= Requirement =
Write out every item below verbatim, keeping each line as it appears.

Dataset records:
---*---

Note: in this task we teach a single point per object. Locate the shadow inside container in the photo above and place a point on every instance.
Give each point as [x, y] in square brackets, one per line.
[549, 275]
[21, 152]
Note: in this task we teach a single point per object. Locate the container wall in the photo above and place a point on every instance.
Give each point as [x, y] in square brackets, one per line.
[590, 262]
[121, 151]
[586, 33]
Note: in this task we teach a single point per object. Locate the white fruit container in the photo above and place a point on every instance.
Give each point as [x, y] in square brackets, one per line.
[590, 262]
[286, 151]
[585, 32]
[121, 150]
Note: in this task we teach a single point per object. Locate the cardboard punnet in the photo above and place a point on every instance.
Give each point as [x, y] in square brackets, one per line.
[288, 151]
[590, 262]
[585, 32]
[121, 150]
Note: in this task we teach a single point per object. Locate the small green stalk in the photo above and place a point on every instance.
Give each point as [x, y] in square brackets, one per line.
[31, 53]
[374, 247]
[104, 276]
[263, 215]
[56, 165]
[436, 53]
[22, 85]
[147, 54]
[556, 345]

---*---

= Response to the exercise =
Note: in this task we teach a single point per object. Locate the shadow inside container in the photo above and place a point on every instance.
Give each point as [x, y] in square brackets, one per line.
[549, 275]
[21, 152]
Note: in this task we teach a single point per object. Locate the container wall in the photo above and place a point on every instance.
Give each point as [x, y] in square brackets, one per line.
[590, 262]
[121, 151]
[586, 33]
Note: in this task we teach a single point per object. Locate the white fruit container in the photo above and place a point on every instance.
Give each point as [x, y] in square brackets, one per line.
[590, 262]
[286, 151]
[585, 32]
[121, 150]
Note: in this task we teach a single point per object. Locate the cardboard punnet in the photo above and place a point on every instance.
Give each point as [x, y] in square brackets, one per line.
[288, 151]
[590, 262]
[585, 32]
[121, 150]
Note: in this task we teach a single point per object. Locate the small green stalk in the photo above and place a point on every instance.
Give each point as [x, y] in square brackets, one per line.
[31, 53]
[374, 247]
[104, 276]
[263, 215]
[56, 165]
[436, 53]
[22, 85]
[147, 54]
[556, 345]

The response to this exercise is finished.